> _Directive_
How many lines of the listing below contain the string "positive"? Case matters. Reply with the number alone.
──────── Given records ────────
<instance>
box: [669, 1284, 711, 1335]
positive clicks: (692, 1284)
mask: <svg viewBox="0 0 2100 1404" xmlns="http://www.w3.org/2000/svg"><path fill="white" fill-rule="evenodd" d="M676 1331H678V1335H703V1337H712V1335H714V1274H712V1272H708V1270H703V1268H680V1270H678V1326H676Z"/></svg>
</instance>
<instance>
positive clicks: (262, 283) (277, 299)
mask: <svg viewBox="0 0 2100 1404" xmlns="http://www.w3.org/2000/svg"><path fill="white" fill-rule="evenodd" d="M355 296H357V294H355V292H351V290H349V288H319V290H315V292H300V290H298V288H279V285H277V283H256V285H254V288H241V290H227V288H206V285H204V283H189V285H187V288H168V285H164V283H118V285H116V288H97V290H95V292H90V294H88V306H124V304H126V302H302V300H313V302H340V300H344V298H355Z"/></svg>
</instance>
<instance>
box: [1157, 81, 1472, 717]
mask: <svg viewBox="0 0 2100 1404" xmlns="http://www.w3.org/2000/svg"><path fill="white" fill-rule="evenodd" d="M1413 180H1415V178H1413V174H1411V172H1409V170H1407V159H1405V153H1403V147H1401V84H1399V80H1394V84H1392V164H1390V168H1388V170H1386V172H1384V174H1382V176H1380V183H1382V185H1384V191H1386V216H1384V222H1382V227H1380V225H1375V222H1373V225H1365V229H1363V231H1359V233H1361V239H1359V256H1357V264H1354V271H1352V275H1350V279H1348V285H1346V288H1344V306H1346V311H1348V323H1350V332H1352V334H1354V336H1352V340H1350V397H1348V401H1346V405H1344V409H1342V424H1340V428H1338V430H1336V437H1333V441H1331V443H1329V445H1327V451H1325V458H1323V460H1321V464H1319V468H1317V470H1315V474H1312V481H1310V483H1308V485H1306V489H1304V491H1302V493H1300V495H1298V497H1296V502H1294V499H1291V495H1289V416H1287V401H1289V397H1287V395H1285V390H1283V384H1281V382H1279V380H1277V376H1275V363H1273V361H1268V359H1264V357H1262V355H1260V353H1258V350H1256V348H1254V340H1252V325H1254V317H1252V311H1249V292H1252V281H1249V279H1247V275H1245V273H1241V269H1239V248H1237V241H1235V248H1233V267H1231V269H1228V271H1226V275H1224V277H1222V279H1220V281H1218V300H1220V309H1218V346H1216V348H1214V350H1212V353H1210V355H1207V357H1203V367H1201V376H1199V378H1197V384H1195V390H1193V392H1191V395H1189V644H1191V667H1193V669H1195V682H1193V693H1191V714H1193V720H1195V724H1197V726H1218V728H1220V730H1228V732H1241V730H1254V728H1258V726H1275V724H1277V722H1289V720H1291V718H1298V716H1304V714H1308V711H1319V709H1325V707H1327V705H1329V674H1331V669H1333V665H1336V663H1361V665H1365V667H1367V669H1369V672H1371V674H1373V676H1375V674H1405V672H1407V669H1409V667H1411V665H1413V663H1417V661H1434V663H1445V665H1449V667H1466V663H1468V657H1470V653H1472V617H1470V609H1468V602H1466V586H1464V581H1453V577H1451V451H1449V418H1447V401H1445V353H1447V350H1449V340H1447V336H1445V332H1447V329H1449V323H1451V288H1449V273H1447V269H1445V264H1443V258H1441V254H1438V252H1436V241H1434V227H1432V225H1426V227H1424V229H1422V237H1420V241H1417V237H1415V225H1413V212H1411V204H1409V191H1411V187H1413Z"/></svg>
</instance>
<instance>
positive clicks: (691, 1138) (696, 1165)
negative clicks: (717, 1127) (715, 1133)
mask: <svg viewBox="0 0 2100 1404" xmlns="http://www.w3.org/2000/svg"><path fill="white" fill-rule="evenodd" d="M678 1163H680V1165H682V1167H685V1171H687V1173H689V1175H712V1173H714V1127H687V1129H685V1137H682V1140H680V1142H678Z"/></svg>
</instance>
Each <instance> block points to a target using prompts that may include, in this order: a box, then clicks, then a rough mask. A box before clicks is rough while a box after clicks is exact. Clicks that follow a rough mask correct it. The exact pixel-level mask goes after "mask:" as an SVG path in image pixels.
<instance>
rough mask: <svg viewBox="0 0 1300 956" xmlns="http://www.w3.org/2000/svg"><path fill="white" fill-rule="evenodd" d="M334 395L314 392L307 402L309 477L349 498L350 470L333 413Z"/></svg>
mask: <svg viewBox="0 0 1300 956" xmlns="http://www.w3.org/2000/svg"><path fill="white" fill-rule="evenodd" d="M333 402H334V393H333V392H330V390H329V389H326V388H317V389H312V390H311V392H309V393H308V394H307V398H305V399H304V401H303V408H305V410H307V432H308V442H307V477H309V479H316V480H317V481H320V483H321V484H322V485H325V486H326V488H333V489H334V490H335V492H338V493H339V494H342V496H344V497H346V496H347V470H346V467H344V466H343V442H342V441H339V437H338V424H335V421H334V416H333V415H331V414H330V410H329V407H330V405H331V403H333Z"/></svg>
────────
> _Output_
3